→ SHORT PROBLEM
Count the lines in the rows below that contain the string "chandelier", treating uppercase and lowercase as different, and give only the number.

→ AVAILABLE RECORDS
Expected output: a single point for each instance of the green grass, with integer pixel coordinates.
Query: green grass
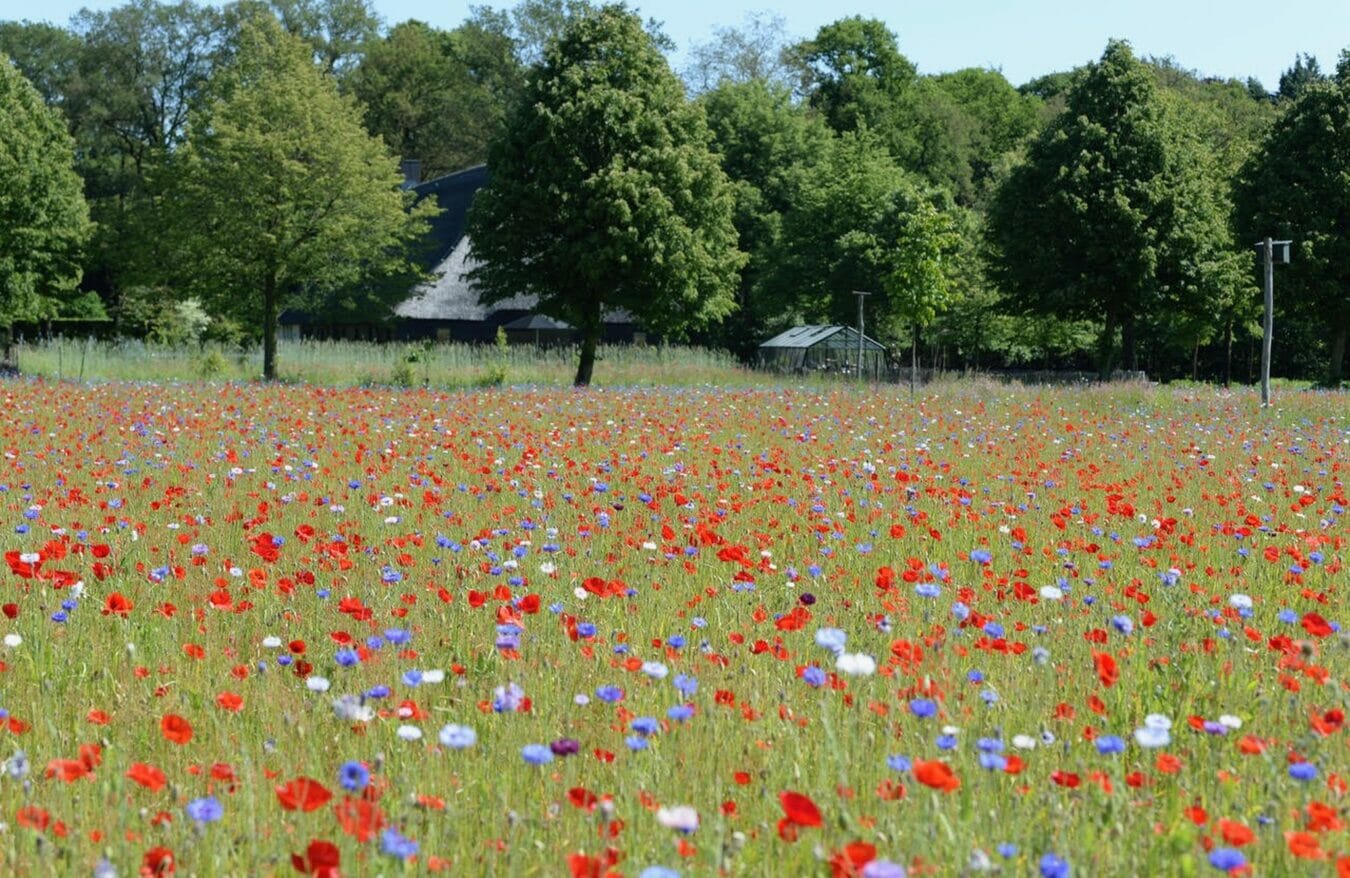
(1038, 478)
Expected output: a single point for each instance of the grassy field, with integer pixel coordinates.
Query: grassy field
(647, 631)
(347, 364)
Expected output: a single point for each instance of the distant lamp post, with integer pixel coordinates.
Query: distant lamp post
(1272, 251)
(861, 295)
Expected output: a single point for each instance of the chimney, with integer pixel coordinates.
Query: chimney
(412, 172)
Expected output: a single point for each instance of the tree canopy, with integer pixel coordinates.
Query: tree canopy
(43, 219)
(280, 195)
(605, 193)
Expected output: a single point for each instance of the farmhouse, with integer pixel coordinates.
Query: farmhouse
(447, 307)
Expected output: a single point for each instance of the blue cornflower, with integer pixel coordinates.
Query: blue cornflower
(813, 676)
(1110, 744)
(396, 844)
(353, 776)
(1227, 858)
(205, 809)
(1053, 866)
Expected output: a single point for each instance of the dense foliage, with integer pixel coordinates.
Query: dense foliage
(605, 192)
(1140, 257)
(43, 219)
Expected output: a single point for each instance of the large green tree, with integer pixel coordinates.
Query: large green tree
(43, 219)
(1298, 187)
(438, 96)
(1076, 230)
(280, 196)
(605, 193)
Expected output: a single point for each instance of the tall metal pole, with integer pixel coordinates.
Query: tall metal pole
(1268, 250)
(860, 295)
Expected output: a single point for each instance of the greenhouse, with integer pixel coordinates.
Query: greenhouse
(822, 349)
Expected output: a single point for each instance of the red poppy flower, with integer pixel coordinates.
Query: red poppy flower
(116, 604)
(359, 819)
(1106, 667)
(799, 809)
(1235, 834)
(304, 794)
(320, 859)
(230, 701)
(174, 728)
(1316, 626)
(33, 817)
(936, 774)
(158, 861)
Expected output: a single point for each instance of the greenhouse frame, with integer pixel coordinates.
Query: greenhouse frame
(822, 350)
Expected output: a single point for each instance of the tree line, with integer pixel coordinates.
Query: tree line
(182, 169)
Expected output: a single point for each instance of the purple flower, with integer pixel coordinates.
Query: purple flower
(536, 754)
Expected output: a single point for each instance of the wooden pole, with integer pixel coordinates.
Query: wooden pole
(1268, 328)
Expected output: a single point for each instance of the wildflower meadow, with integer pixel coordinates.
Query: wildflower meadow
(257, 630)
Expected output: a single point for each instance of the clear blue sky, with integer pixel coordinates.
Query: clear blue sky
(1023, 38)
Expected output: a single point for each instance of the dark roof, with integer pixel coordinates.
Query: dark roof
(454, 193)
(536, 322)
(821, 335)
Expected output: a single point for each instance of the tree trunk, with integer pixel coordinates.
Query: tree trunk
(590, 341)
(1338, 355)
(1129, 349)
(1227, 353)
(8, 359)
(914, 361)
(1106, 347)
(269, 328)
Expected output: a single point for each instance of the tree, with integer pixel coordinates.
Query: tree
(853, 73)
(843, 234)
(918, 284)
(438, 96)
(604, 191)
(338, 30)
(1075, 228)
(753, 52)
(43, 219)
(767, 145)
(280, 196)
(1295, 188)
(1304, 72)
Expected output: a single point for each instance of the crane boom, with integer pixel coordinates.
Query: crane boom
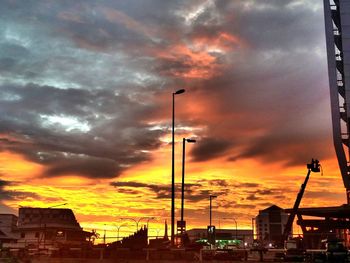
(314, 166)
(337, 21)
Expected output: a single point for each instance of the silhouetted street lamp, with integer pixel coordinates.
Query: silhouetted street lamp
(173, 168)
(210, 198)
(184, 140)
(118, 228)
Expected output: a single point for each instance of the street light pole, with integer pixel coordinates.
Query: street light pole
(210, 198)
(173, 168)
(184, 140)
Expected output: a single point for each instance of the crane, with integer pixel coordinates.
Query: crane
(337, 19)
(314, 166)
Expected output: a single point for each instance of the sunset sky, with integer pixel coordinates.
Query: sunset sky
(85, 108)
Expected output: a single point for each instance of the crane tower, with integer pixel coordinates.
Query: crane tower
(337, 26)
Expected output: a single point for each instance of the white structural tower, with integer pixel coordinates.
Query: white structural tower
(337, 26)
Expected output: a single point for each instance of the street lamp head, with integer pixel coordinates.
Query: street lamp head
(180, 91)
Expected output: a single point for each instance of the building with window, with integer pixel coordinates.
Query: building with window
(49, 227)
(270, 223)
(237, 236)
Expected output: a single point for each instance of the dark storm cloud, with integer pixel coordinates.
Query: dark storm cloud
(102, 63)
(14, 195)
(93, 153)
(193, 192)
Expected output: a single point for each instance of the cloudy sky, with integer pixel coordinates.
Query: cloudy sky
(85, 107)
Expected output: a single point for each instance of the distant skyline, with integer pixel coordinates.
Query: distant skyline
(85, 107)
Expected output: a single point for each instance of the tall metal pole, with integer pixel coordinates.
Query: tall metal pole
(236, 227)
(210, 210)
(183, 180)
(173, 167)
(210, 198)
(173, 174)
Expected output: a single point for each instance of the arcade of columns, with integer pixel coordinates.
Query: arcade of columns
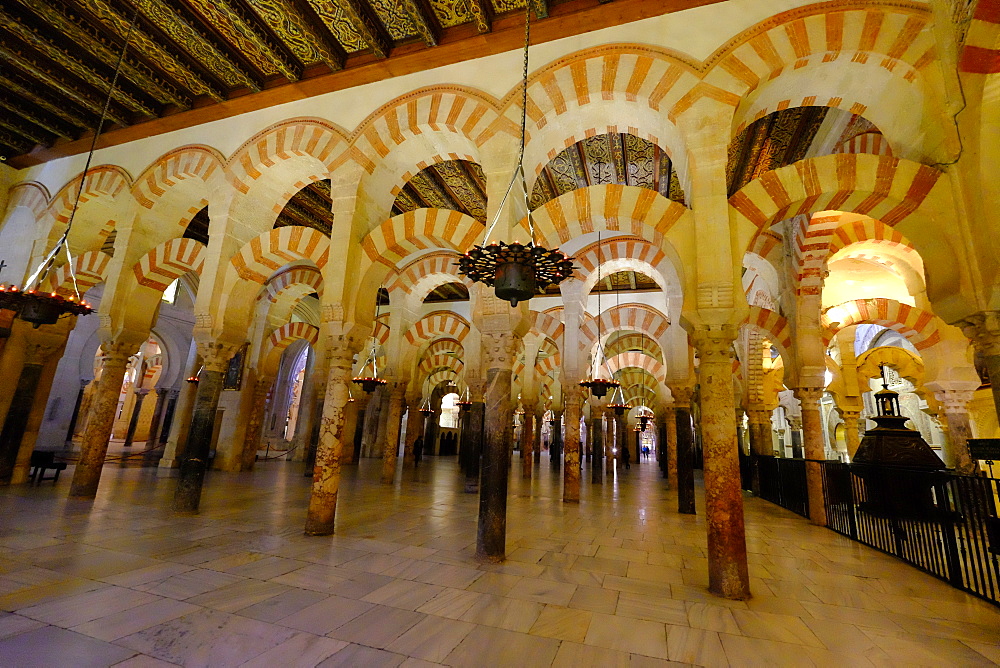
(754, 307)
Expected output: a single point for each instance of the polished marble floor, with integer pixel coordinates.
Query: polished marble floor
(619, 580)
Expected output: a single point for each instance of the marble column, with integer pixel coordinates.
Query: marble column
(670, 422)
(528, 441)
(498, 350)
(956, 412)
(852, 434)
(94, 445)
(727, 552)
(194, 464)
(390, 454)
(815, 450)
(321, 516)
(17, 413)
(414, 429)
(255, 426)
(572, 405)
(133, 422)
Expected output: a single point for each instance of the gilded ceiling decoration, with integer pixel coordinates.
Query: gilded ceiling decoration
(57, 57)
(459, 185)
(310, 207)
(777, 140)
(605, 159)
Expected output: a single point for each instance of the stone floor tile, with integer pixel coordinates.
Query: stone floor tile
(51, 646)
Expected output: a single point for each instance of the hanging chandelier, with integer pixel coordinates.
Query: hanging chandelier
(619, 406)
(40, 307)
(369, 383)
(517, 272)
(598, 386)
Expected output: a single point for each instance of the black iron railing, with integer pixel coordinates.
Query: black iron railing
(781, 481)
(944, 524)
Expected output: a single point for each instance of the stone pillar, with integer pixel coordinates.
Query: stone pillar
(498, 361)
(852, 433)
(133, 422)
(528, 441)
(572, 405)
(956, 412)
(727, 552)
(191, 476)
(397, 392)
(94, 446)
(321, 516)
(20, 408)
(670, 447)
(414, 429)
(255, 426)
(815, 450)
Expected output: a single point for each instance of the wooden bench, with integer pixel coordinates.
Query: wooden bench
(41, 461)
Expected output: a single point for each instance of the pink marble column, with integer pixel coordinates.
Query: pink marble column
(94, 446)
(727, 552)
(321, 516)
(815, 450)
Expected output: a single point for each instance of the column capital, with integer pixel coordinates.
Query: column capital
(215, 355)
(714, 343)
(983, 330)
(499, 349)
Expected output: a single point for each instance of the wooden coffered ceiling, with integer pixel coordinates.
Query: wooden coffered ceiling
(194, 61)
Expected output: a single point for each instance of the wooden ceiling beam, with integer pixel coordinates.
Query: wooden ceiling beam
(133, 69)
(63, 59)
(33, 117)
(371, 31)
(482, 14)
(421, 21)
(29, 94)
(146, 47)
(35, 70)
(239, 27)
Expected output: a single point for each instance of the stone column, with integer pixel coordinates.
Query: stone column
(528, 441)
(414, 429)
(321, 516)
(133, 422)
(956, 412)
(572, 406)
(670, 447)
(815, 450)
(397, 393)
(727, 552)
(191, 476)
(94, 445)
(498, 361)
(852, 434)
(255, 426)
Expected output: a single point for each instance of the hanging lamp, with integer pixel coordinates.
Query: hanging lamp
(45, 308)
(598, 386)
(517, 272)
(369, 383)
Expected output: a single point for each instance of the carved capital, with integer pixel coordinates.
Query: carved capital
(714, 343)
(983, 330)
(216, 354)
(499, 349)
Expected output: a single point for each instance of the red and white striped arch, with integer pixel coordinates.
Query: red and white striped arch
(921, 327)
(161, 266)
(265, 254)
(419, 230)
(438, 324)
(91, 268)
(639, 212)
(634, 317)
(884, 188)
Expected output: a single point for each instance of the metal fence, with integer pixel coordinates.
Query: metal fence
(944, 524)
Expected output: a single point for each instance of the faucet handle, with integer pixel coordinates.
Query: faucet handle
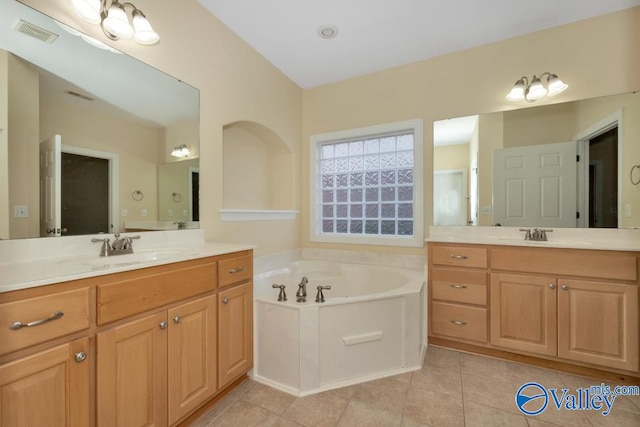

→ FINISHED TASK
2